§ Brief:
What is needed is an exact copy of the records below, with the pictures left out.

▬▬▬

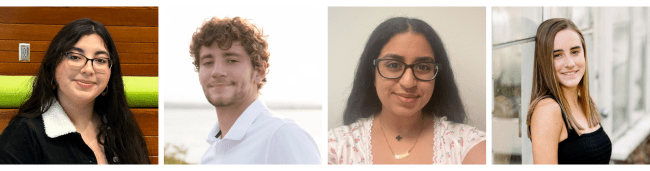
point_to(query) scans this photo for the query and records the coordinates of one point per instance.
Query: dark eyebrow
(206, 56)
(102, 52)
(424, 59)
(96, 53)
(576, 47)
(230, 54)
(559, 50)
(393, 56)
(77, 49)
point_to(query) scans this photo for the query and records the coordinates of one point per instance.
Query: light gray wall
(462, 30)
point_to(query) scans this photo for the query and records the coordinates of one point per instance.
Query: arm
(545, 128)
(476, 155)
(293, 145)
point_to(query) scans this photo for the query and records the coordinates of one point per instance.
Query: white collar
(57, 122)
(241, 125)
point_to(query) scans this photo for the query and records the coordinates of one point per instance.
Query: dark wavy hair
(364, 102)
(119, 132)
(224, 32)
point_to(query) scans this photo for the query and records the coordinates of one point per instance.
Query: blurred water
(189, 127)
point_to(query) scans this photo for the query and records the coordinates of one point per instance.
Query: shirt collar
(57, 122)
(245, 120)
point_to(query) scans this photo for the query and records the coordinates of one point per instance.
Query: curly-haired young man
(231, 57)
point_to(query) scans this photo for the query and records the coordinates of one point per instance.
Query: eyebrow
(418, 59)
(96, 53)
(572, 48)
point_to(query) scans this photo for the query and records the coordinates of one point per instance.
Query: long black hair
(364, 102)
(119, 133)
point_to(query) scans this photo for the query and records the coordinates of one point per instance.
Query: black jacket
(24, 142)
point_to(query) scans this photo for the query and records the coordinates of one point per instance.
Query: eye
(393, 64)
(424, 67)
(557, 55)
(74, 56)
(101, 60)
(208, 63)
(575, 52)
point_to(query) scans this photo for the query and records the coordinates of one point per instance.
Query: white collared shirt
(260, 136)
(57, 122)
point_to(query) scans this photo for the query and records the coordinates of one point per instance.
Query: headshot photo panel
(244, 85)
(404, 81)
(570, 85)
(84, 88)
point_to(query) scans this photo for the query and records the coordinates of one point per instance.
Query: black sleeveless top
(589, 148)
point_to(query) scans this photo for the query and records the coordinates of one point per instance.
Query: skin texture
(402, 102)
(229, 81)
(77, 89)
(547, 125)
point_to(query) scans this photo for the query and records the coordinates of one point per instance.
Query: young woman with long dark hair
(77, 112)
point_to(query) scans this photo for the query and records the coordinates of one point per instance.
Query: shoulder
(19, 141)
(350, 143)
(453, 141)
(546, 112)
(458, 131)
(21, 126)
(350, 131)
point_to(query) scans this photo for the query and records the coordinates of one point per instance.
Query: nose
(218, 70)
(568, 62)
(88, 68)
(408, 80)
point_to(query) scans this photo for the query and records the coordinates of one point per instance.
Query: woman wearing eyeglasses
(77, 112)
(404, 107)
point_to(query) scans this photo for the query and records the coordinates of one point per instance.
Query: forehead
(215, 50)
(566, 38)
(91, 42)
(409, 45)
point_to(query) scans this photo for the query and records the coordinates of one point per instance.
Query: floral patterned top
(350, 144)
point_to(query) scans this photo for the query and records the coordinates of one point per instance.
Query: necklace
(398, 156)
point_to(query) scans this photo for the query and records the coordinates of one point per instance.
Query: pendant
(401, 156)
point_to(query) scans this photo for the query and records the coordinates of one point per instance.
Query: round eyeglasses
(392, 69)
(78, 61)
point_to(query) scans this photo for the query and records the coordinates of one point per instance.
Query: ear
(260, 72)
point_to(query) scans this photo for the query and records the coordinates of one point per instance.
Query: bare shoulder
(547, 116)
(547, 109)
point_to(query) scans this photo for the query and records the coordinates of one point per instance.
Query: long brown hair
(545, 84)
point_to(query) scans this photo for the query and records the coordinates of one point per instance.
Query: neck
(227, 115)
(80, 113)
(571, 95)
(401, 125)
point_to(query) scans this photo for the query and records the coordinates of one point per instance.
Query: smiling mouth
(570, 73)
(407, 98)
(84, 84)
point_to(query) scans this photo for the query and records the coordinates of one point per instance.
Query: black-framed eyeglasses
(392, 69)
(77, 60)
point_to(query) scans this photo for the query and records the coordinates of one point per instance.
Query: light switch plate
(23, 52)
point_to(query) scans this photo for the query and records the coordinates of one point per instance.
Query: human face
(227, 76)
(83, 84)
(568, 58)
(406, 95)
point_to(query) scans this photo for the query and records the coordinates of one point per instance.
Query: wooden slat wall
(147, 119)
(134, 31)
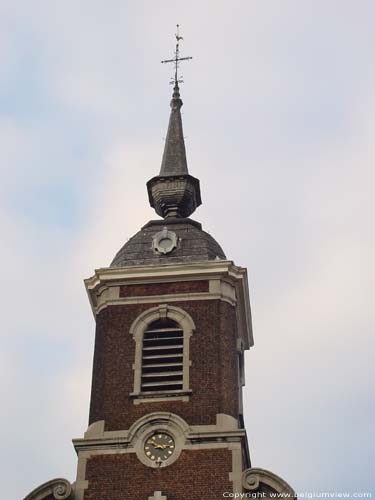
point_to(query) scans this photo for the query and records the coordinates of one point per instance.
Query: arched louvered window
(162, 348)
(162, 357)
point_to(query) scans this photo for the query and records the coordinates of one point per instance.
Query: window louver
(162, 357)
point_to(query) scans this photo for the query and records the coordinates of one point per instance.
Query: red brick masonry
(124, 477)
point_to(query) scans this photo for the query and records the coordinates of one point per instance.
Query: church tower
(172, 323)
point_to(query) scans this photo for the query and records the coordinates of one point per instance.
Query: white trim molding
(137, 330)
(227, 282)
(58, 489)
(224, 434)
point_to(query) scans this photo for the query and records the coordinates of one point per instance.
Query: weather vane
(176, 60)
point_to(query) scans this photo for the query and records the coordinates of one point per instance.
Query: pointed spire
(174, 193)
(174, 157)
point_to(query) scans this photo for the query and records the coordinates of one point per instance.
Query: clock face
(159, 447)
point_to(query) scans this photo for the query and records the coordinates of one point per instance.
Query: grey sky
(279, 117)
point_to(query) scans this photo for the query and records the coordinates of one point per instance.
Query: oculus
(164, 241)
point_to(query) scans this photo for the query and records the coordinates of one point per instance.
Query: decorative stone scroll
(263, 481)
(59, 488)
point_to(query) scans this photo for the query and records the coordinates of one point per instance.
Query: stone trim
(59, 488)
(151, 299)
(224, 434)
(103, 287)
(137, 330)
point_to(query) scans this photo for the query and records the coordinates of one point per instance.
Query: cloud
(279, 118)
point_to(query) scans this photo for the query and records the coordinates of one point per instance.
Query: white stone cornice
(231, 286)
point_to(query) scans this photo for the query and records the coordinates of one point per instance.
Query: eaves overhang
(105, 279)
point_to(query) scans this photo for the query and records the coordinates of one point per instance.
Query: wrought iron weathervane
(176, 60)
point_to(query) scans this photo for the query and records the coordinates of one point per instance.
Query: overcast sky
(279, 118)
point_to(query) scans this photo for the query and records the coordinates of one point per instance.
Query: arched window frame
(137, 329)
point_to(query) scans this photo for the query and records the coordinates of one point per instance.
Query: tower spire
(174, 193)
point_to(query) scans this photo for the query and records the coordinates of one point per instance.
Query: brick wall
(213, 373)
(124, 477)
(196, 286)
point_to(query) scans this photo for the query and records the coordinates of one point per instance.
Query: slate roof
(194, 245)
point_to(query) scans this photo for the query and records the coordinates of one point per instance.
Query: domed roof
(168, 241)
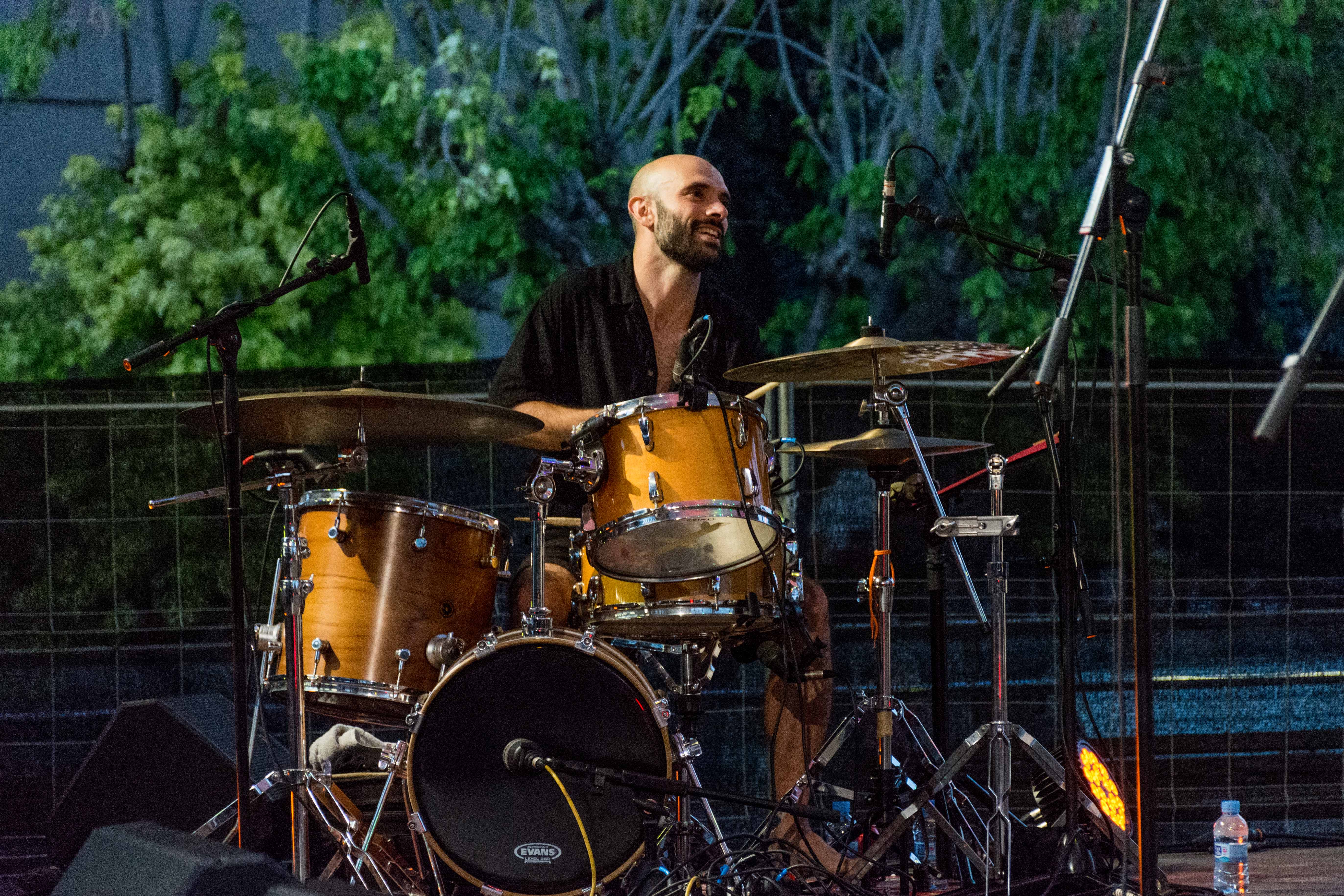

▬▬▬

§ Answer for this exercise:
point_to(query) scans this photo for the query and records the coordinates of one point per instance.
Query: dark eyebrow
(206, 56)
(102, 52)
(424, 59)
(96, 53)
(576, 47)
(230, 54)
(559, 50)
(393, 56)
(77, 49)
point_to(query) scans this photo for the query and records the coordinates of one point per instance.
Query: light gray wall
(462, 30)
point_to(query) scans this photo for the query and records the coordinates of one point per instance.
Query: arm
(545, 128)
(476, 155)
(293, 145)
point_to(query) scans this photo for the query and records the coordinates of one point per instance.
Query: white collar
(57, 122)
(241, 125)
point_to(query) scans this photo for the query and records the coordinates of one point per instance.
Query: dark wavy hair
(364, 102)
(119, 132)
(224, 32)
point_to(query) scans this photo for the query and records the coordinates of one point per instance.
Query: blurred water
(189, 127)
point_to(query) scans this photo for the query and records the coordinates of one point per instance.
Query: shirt collar
(57, 122)
(245, 120)
point_to(query) scans this photo for the query and records the coordinates of one point per instance.
Query: curly-haired young man
(231, 57)
point_to(query) scans this photo for the query and records the coordinates of one point per instance.
Query: eyebrow
(418, 59)
(96, 53)
(572, 48)
point_to(query) scans this photo for the query and records the coordinates of one point per instance.
Query: long black hair
(364, 102)
(119, 133)
point_to(query) scans this photo for the query and records the coordinates of one point per instance.
Query: black jacket
(24, 142)
point_to(query) scans this photo for the query and records the coordinates of one point per instance.
Query: eye
(393, 64)
(424, 67)
(557, 55)
(74, 56)
(101, 60)
(208, 63)
(575, 52)
point_to(query) scans this photo for the query and records the coordinates of one point per instance.
Query: white collared shirt
(260, 136)
(57, 122)
point_to(query) scans this photo for the query and records the coordinates of one point per instance.
Query: headshot photo panel
(244, 85)
(404, 81)
(570, 85)
(84, 88)
point_to(query) scans this photo for the query and records the coordinates of one point per instance.
Query: black sleeveless top
(589, 148)
point_to(query) scans this photo for the query and records the coordinates of one point per instance.
Query: skin texture
(402, 102)
(229, 81)
(77, 89)
(547, 125)
point_to(query) scans this photo for the query and records the coordinates of one point per instance.
Query: young woman with long dark hair
(77, 112)
point_to(query) scans this photo for the query and records the coordinates of one point per instance.
Query: shoulder
(19, 141)
(350, 143)
(453, 141)
(546, 112)
(458, 131)
(21, 126)
(350, 131)
point_to(query) scans this photo for the query and records the coordinates of one point per instance.
Query: nose
(218, 70)
(568, 62)
(88, 68)
(408, 80)
point_to(query) scans this photo for the query and records the coordinates of one point per instance.
Query: woman wearing eyeglasses
(77, 112)
(404, 107)
point_to(query) scans this photo for the query and records the coordinates of one point per instance.
Query: forehead
(215, 50)
(566, 38)
(91, 42)
(409, 45)
point_to(query) scans this photo for the query and records the coordinates of one point per instance.
Query: floral patterned top
(350, 144)
point_to(query) scans this photo for the query and records the coordinates of one point per instance.
Query: necklace
(398, 156)
point_to(query) scans this photo for the query and records the coordinates of one point per instance.
Query: pendant
(401, 156)
point_to(query) scans this photo for the query and records the coordinates of one point per instance.
Query: round eyeglasses
(392, 69)
(78, 61)
point_to(query) scans this photo for the query and records the coordinates of one point per instance.
Query: ear
(260, 72)
point_to(query) scans this photo for the query and records the coordinates of one point per instance.
Query: bare shoulder
(547, 116)
(547, 109)
point_to(query) scans this photo for the query and records the coordinates of one point per instance.
Query: long brown hair
(545, 84)
point_to(query) scans this photo for the query and records the coordinates of one point per instance.
Query: neck
(227, 115)
(80, 113)
(571, 95)
(401, 125)
point_to(query) scans this photo for the query and records the coordinates of one point per instance.
Query: smiling mouth
(570, 73)
(407, 98)
(84, 84)
point_to(query) scans this photo for the query and records the coordinates of one point per instance.
Query: black-framed eyeglasses
(392, 69)
(77, 60)
point_to(query) scans this photo for the query and records the coordinates of one point per instance.
Query: light switch plate
(23, 52)
point_to(query) scans this photo for the query and records the coordinates of one point per instance.
Query: human face
(227, 76)
(83, 84)
(568, 58)
(406, 95)
point_to(query) scans this photo for the query and records the coordinates of one point per instance.
Query: wooden slat wall
(147, 119)
(134, 31)
point_to(query) scans this photo for the query and records the coordinates of one point per instance.
Query: arched louvered window
(162, 348)
(162, 357)
point_to(query) scans this photo for the query and records the coordinates of one point per instance.
Query: window louver
(162, 357)
point_to(query) scans this photo for the query and records the coordinates of one point per instance.
Query: red brick masonry
(124, 477)
point_to(query) scans this photo for the query and records the coordinates of one point per instance.
Query: church tower
(172, 323)
point_to(query) scans this photo for the query and records the coordinates of one point per instance.
Query: white trim molding
(137, 330)
(227, 282)
(58, 489)
(224, 434)
point_to(query) scans this photo for the query and records the coordinates of one point per instance.
Query: weather vane
(176, 60)
point_to(query) scans this photo for the query and records the coordinates of one point per instance.
Query: pointed spire
(174, 193)
(174, 157)
point_to(query) scans this photo for the query and records the coordinates of one point per instance.
Query: clock face
(159, 447)
point_to(query) scans this photo for the query and records the coordinates of one point per instance.
Query: grey sky
(279, 117)
point_to(query) scans this photo for the query and records the coordinates of one point per instance.
Query: oculus
(164, 241)
point_to(query) scans this photo for the query and records the coordinates of one point per instance.
Query: decorative stone scroll
(263, 481)
(59, 488)
point_to(query) scans this photo for the query and records the coordinates of one point per instance.
Query: stone trim
(59, 488)
(151, 299)
(224, 434)
(103, 287)
(137, 330)
point_to(query) scans this photo for the query and records the coordinates of one point per instance.
Query: cloud
(279, 118)
point_to(query) scans this photo for the query and records the coordinates of one point per instance.
Query: white stone cornice
(231, 286)
point_to(query) scans this photo for the query and records the coordinates of one point per instance.
Query: eaves overhang
(105, 279)
point_to(query) scans this photo for the query and records the coordinates of one point per instance.
Query: wrought iron weathervane
(176, 60)
point_to(query) scans this photo for the query and records the coordinates of one point per instance.
Query: overcast sky
(279, 118)
point_to(query) scans this photo for the query and records the coordinates of one point per instance.
Query: arched window frame
(137, 329)
point_to(query) scans this photo for the query and records the coordinates of one point per instance.
Query: tower spire
(174, 193)
point_to(query) scans this photo for the query and records the coordinates of one point per instance.
Query: brick wall
(213, 373)
(124, 477)
(196, 286)
point_to(query) scans this photo for the query and records the coordinates of one point per instance.
Query: slate roof
(194, 245)
point_to(query) scans this photo for the query and records the coordinates of one point per instance.
Query: domed roof
(168, 241)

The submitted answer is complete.